Saved entries:
==========

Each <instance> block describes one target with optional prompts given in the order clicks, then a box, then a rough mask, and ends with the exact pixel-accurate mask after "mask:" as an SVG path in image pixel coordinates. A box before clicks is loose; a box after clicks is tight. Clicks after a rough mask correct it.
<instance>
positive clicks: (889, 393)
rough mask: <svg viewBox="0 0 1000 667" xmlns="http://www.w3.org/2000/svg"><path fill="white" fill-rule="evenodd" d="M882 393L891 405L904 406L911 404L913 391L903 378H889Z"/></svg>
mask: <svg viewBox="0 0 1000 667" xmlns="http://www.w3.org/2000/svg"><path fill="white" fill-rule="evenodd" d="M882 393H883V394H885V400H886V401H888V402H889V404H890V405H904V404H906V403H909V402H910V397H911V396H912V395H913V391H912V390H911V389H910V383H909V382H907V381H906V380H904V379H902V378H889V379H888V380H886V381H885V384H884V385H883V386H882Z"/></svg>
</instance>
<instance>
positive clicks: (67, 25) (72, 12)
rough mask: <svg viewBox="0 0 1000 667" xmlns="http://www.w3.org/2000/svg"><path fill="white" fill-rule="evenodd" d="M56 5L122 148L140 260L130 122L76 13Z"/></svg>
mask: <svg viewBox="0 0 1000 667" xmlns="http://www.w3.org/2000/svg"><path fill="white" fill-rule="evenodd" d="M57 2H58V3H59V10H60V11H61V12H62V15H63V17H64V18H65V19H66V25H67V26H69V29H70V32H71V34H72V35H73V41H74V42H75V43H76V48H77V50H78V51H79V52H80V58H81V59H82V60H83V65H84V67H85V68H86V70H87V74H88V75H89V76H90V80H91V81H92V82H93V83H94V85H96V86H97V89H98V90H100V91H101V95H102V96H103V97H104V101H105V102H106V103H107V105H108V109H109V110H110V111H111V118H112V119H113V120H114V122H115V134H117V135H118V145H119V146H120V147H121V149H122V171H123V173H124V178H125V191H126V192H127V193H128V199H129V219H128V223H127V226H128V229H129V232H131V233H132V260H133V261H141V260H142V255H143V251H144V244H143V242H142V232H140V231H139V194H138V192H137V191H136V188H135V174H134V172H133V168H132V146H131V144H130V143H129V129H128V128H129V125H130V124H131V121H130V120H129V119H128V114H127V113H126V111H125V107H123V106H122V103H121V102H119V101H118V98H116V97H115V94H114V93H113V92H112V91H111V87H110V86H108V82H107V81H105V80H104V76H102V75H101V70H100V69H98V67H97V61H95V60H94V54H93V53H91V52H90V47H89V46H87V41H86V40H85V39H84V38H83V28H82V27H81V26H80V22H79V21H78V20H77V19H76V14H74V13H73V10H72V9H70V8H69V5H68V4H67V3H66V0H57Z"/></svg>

==========

● TASK ITEM: Would you please transcribe the records above in full and exactly?

● FINAL ANSWER:
Each <instance> block describes one target with optional prompts given in the order clicks, then a box, then a rough mask, and ends with the exact pixel-accurate mask after "mask:" as an SVG path in image pixel coordinates. A box before clicks is loose; a box after clicks is tight. Clicks after a rough mask correct it.
<instance>
positive clicks: (889, 393)
rough mask: <svg viewBox="0 0 1000 667" xmlns="http://www.w3.org/2000/svg"><path fill="white" fill-rule="evenodd" d="M882 393L891 405L904 406L911 404L913 391L903 378H889Z"/></svg>
mask: <svg viewBox="0 0 1000 667" xmlns="http://www.w3.org/2000/svg"><path fill="white" fill-rule="evenodd" d="M882 393H883V394H885V400H886V401H888V402H889V404H890V405H904V404H906V403H909V402H910V397H911V396H912V395H913V391H912V390H911V389H910V383H909V382H907V381H906V380H904V379H902V378H889V379H888V380H886V381H885V384H884V385H883V386H882Z"/></svg>
</instance>
<instance>
positive clicks: (67, 25) (72, 12)
rough mask: <svg viewBox="0 0 1000 667" xmlns="http://www.w3.org/2000/svg"><path fill="white" fill-rule="evenodd" d="M56 5L122 148L140 260L130 122L76 13Z"/></svg>
mask: <svg viewBox="0 0 1000 667" xmlns="http://www.w3.org/2000/svg"><path fill="white" fill-rule="evenodd" d="M57 2H58V3H59V10H60V11H61V12H62V15H63V17H64V18H65V19H66V25H67V26H69V29H70V32H71V34H72V35H73V41H74V42H75V43H76V48H77V50H78V51H79V52H80V58H81V59H82V60H83V65H84V67H85V68H86V70H87V74H88V75H89V76H90V80H91V81H92V82H93V83H94V85H96V86H97V89H98V90H100V91H101V95H102V96H103V97H104V101H105V102H106V103H107V105H108V109H109V110H110V111H111V118H112V119H113V120H114V122H115V134H117V135H118V145H119V146H120V147H121V149H122V171H123V173H124V178H125V191H126V192H127V193H128V199H129V219H128V223H127V226H128V229H129V232H131V233H132V260H133V261H141V260H142V255H143V251H144V244H143V242H142V232H140V231H139V194H138V192H137V191H136V188H135V174H134V172H133V168H132V146H131V144H130V143H129V129H128V128H129V125H130V124H131V121H130V120H129V119H128V114H127V113H126V111H125V107H123V106H122V103H121V102H119V101H118V98H116V97H115V94H114V93H113V92H112V91H111V87H110V86H108V82H107V81H105V80H104V76H102V75H101V70H100V69H98V67H97V61H95V60H94V54H93V53H91V52H90V47H89V46H87V41H86V40H85V39H84V38H83V28H82V27H81V26H80V22H79V21H78V20H77V19H76V14H74V13H73V10H72V9H70V8H69V5H68V4H67V3H66V0H57Z"/></svg>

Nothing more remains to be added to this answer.